Исходный текст:
◆ ◆ ◆ ◆ ◆

Не знаю, какими они предстанут перед читателями и какими они остались в памяти у людей, их знавших. У меня перед глазами удивительно красивая пара. Мужчина и женщина, которых трудно представить друг без друга.

P.S. Считаю своим долгом поблагодарить всех, кто помогал моей матери в работе. Не могу всех перечислить поименно. Но, поверьте, помню каждого. Особая признательность кинорежиссеру Валентине Никиткиной, которая была интервьюером и искренне заинтересованным слушателем. На мой взгляд, благодаря ей исчезла неизбежная в подобных ситуациях "зажатость" автора перед микрофоном. Моя признательность Маргарите Рюриковой, первой оценившей эти неоконченные воспоминания.

Публикуемый отрывок охватывает период середины 30-х -- начала 40-х годов. Надеюсь, целиком все воспоминания будут напечатаны позже.

Александр Коноплев

 


Мне трудно писать о нем беспристрастно, ведь я любила его, наверное, больше всех на свете, потому что детей мы любим по-другому. Но я постараюсь быть объективной и не отступать от правды. Ведь никто, кроме меня, о нем не расскажет в силу определенного отношения к людям, которые в кинематографе занимаются техникой. Много написано об актерах, режиссерах, об операторах, и никто никогда не написал об инженере, долгие годы работавшем в кино.

Хотя сам Борис Николаевич был абсолютно не тщеславен и никогда не считал свои награды. Его ордена лежали в ящике стола, и он надевал их только в те дни, когда по протоколу было положено.

Борис Николаевич был необычайно подтянутый человек. Всю жизнь, сколько я помню его рядом с собой, он носил крахмальные рубашки и не признавал свитеров, водолазок, ходил всегда в костюме с галстуком, чисто выбритый, в хорошо вычищенных ботинках. Единственное, что заменяло пиджак, -- это куртка на молнии, которая называлась "канадка". Но под курткой все равно была накрахмаленная рубашка, и даже во время войны, насколько это было возможно.

Его любили. Я не возьму на себя смелость сказать, что его любили все. Наверное, кто-то и не любил, тем более что он был прямой человек, всегда говорил то, что думал, и был запальчив, мог наговорить резкостей. Да, конечно, его не все любили, но в основном любили, а главное, верили. Ему все верили. Он никогда не лгал и никогда не уклонялся от данного обещания. Если он говорил, что что-то сделает, то обязательно делал. Мария Николаевна Смирнова называла его человеком не словесного, а действенного добра. Он много добра делал людям. Мало говорил об этом, а просто делал то, что было надо.

◆ ◆ ◆ ◆ ◆

Задание:
Продолжите воспоминания о Борисе Николаевиче, начав сразу после их последнего предложения. Записи — самостоятельный материал, не относящийся к воспоминаниям о Борисе Николаевиче.

Необработанные данные:

◆ ◆ ◆ ◆ ◆

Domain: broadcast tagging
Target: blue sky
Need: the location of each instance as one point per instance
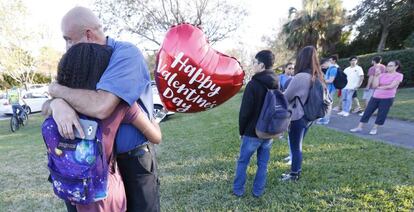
(263, 19)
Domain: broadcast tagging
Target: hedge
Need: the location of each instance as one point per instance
(406, 57)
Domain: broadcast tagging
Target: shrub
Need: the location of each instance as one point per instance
(406, 57)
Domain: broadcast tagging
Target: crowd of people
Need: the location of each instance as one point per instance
(108, 80)
(295, 82)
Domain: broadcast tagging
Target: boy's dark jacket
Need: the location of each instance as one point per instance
(253, 99)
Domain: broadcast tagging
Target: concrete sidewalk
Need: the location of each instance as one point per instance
(395, 132)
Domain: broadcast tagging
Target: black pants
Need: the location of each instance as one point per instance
(383, 106)
(139, 173)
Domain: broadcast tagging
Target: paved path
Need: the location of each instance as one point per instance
(395, 132)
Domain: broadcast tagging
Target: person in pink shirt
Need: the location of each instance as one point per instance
(369, 90)
(385, 85)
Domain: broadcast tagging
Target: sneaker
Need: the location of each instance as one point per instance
(356, 129)
(289, 177)
(322, 121)
(356, 110)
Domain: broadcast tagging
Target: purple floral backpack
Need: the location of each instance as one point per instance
(78, 168)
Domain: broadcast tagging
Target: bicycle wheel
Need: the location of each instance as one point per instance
(24, 119)
(14, 124)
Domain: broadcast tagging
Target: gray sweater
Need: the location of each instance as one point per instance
(299, 86)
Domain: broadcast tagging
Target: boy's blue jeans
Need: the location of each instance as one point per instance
(347, 99)
(248, 147)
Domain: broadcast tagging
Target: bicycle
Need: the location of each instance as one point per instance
(16, 120)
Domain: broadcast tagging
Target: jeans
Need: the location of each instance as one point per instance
(248, 147)
(141, 182)
(17, 107)
(327, 117)
(347, 99)
(383, 106)
(297, 132)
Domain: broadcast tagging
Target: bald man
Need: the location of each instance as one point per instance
(125, 79)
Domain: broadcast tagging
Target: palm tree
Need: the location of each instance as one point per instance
(319, 24)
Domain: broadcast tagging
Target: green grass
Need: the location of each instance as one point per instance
(401, 109)
(197, 162)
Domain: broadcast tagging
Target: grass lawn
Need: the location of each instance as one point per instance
(197, 161)
(403, 104)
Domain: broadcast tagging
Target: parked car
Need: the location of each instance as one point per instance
(33, 101)
(40, 89)
(157, 100)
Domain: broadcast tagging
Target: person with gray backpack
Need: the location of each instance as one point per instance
(309, 100)
(254, 96)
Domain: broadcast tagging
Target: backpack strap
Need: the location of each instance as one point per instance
(112, 160)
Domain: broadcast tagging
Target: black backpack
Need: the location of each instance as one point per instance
(340, 80)
(274, 116)
(318, 102)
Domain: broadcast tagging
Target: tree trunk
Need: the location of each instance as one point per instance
(384, 35)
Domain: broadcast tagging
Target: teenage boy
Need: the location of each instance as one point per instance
(355, 76)
(252, 102)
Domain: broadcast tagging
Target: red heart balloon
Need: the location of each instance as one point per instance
(190, 75)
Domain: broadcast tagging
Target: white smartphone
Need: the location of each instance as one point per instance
(89, 128)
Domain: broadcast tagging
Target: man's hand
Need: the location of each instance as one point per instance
(65, 117)
(377, 72)
(55, 88)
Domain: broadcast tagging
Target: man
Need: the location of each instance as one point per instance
(333, 61)
(330, 75)
(125, 79)
(288, 72)
(355, 76)
(369, 90)
(15, 99)
(252, 102)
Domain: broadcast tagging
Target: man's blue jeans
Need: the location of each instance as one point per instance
(347, 99)
(15, 107)
(297, 132)
(248, 147)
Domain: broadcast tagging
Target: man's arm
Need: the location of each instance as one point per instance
(99, 104)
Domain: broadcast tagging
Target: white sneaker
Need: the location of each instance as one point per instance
(356, 129)
(373, 131)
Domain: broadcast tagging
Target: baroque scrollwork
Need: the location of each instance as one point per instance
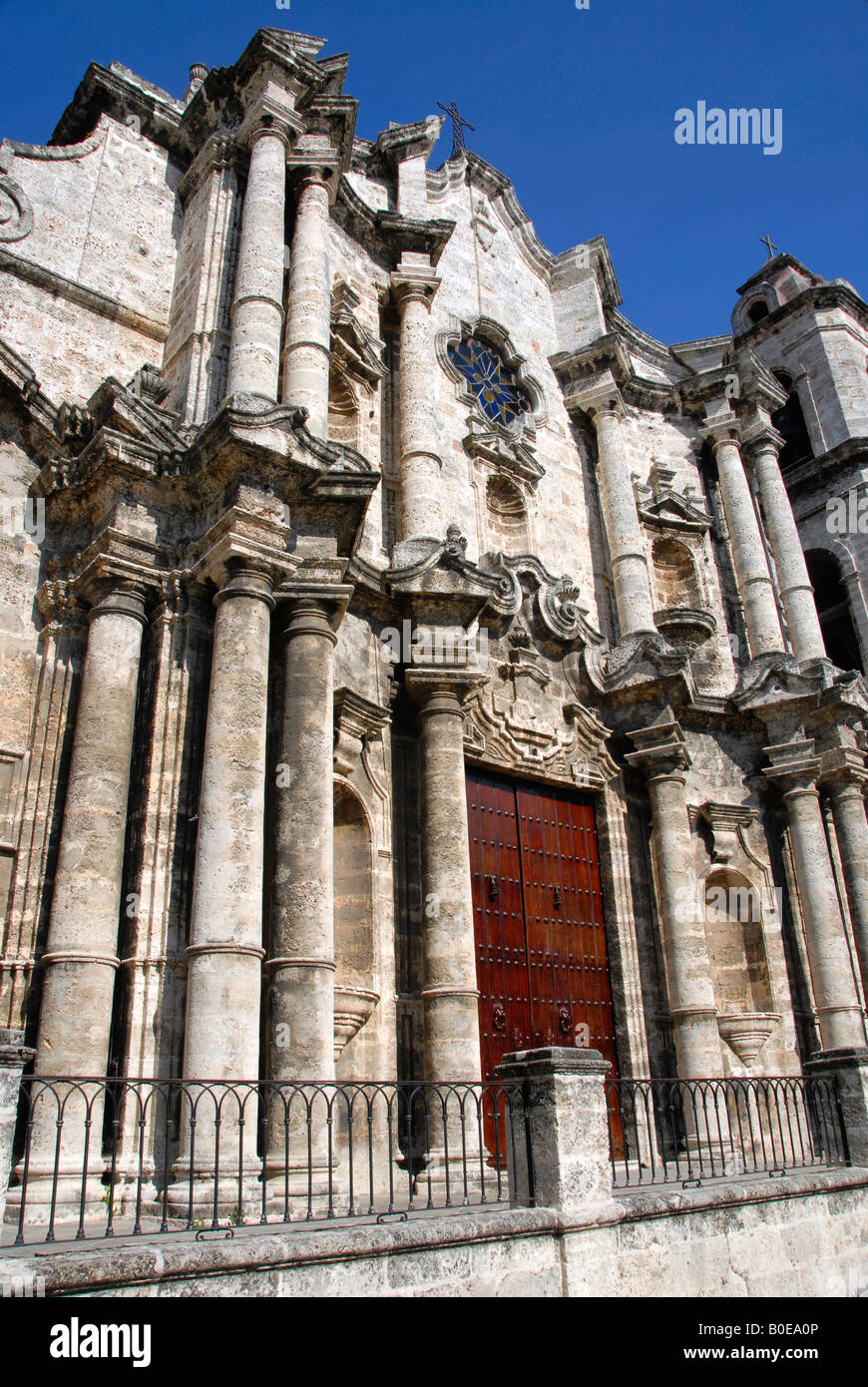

◆ ◆ ◆ ◆ ◆

Результат:
Познакомились мы в августе 1936 года в Абрамцеве. Было такое райское место на земле. Теперь это музей, но тогда этот дом принадлежал Наркомпросу и был Домом творчества. Тогда там только что поставили маленькую электрическую подстанцию с движком, а в основном по вечерам мы пользовались старыми керосиновыми лампами и свечами. Мы жили среди вещей, которые теперь стали музейными реликвиями. Топили камин, сидели на врубелевской лежанке, вокруг была врубелевская майолика, а на стене висела "Девушка с персиками". И никто ничего не прятал, никто ничего не ломал, не портил.

Нас познакомила Ольга Григорьевна Абольник, тогда она была худенькая-худенькая, с синими глазками, в синем сарафанчике. Второй раз в этот же день нас решил во что бы то ни стало познакомить друг моей мамы1 Натан Абрамович Зархи2, но мы сказали, что уже знакомы. Среди тех людей, которые меня окружали, включая моего первого мужа, Борис Николаевич был самый веселый, самый красивый и очень молодой, хотя уже был женат. Но после того как мы познакомились, он от своей жены ушел, а я ушла от мужа. Мы поженились и прожили всю жизнь.

Родом Борис Николаевич из Вологды, из очень дружной и немножко патриархальной семьи. В 1919 году, когда Борису было десять лет, они переехали в Москву.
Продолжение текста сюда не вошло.